Part of a data file:
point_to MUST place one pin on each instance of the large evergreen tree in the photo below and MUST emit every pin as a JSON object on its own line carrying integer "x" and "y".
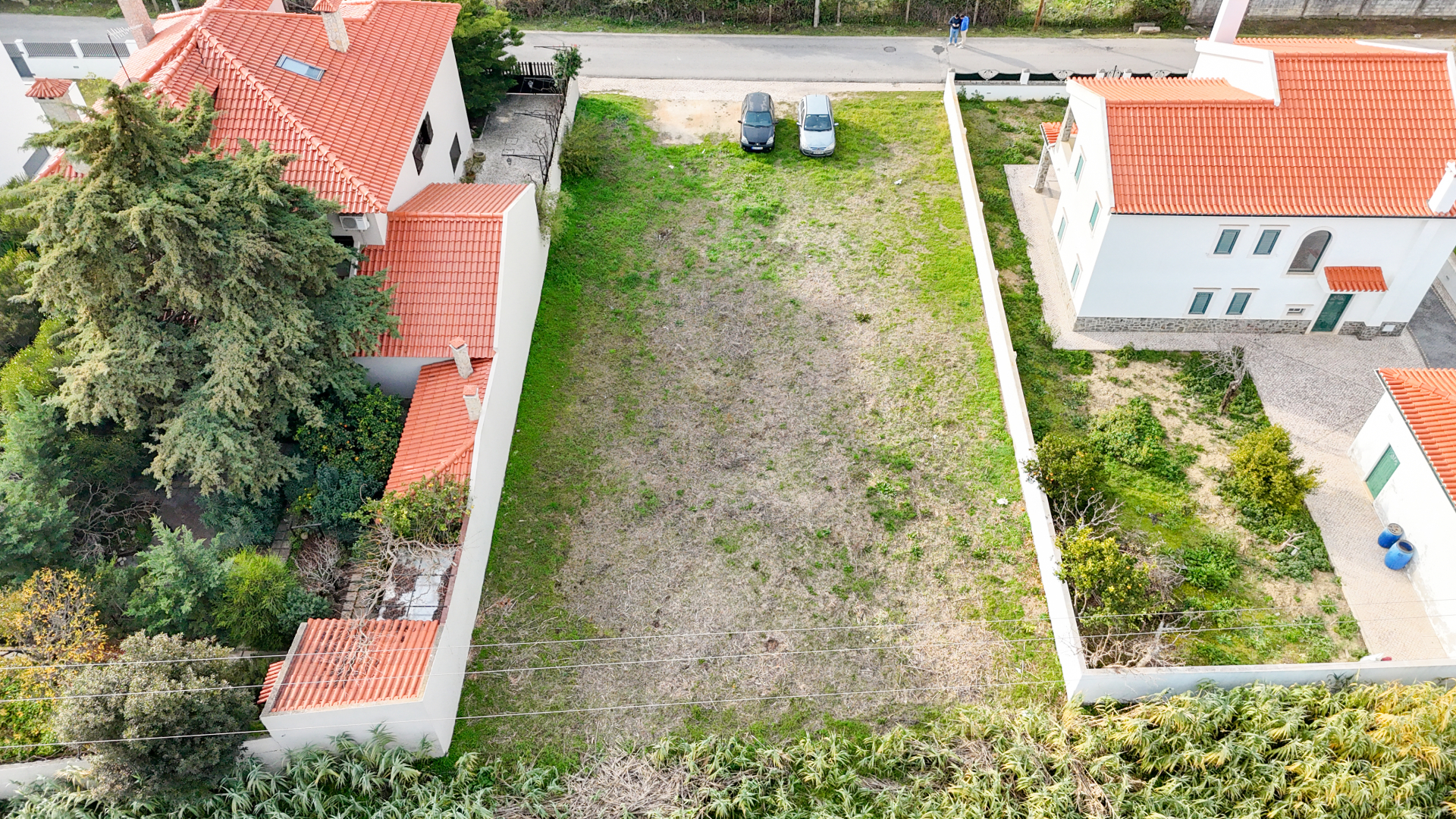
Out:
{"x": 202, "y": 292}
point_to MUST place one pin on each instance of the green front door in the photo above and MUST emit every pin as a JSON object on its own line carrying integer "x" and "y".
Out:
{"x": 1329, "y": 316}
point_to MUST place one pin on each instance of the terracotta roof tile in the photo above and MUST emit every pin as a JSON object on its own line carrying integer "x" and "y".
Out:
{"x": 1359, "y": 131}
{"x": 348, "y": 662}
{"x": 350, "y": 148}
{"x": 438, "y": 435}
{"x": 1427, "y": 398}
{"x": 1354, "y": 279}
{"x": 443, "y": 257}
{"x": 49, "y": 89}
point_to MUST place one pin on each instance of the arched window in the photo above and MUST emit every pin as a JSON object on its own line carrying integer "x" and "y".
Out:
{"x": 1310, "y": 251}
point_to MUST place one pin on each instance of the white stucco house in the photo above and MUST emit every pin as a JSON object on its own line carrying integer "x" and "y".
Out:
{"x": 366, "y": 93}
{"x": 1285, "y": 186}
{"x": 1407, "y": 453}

• _Given request_: Can you reproduce, character for character, every line of the rows from the line containing "point_to MUST place one pin on each instance of the white" through the final line above, with both of those lines included?

• _Exercise solution_:
point_to MUST place one pin on each instance of the white stucco house in the photo above and MUST emit every pin as a JSON object on its own line carrying integer "x" and "y".
Out:
{"x": 366, "y": 93}
{"x": 1285, "y": 186}
{"x": 1407, "y": 453}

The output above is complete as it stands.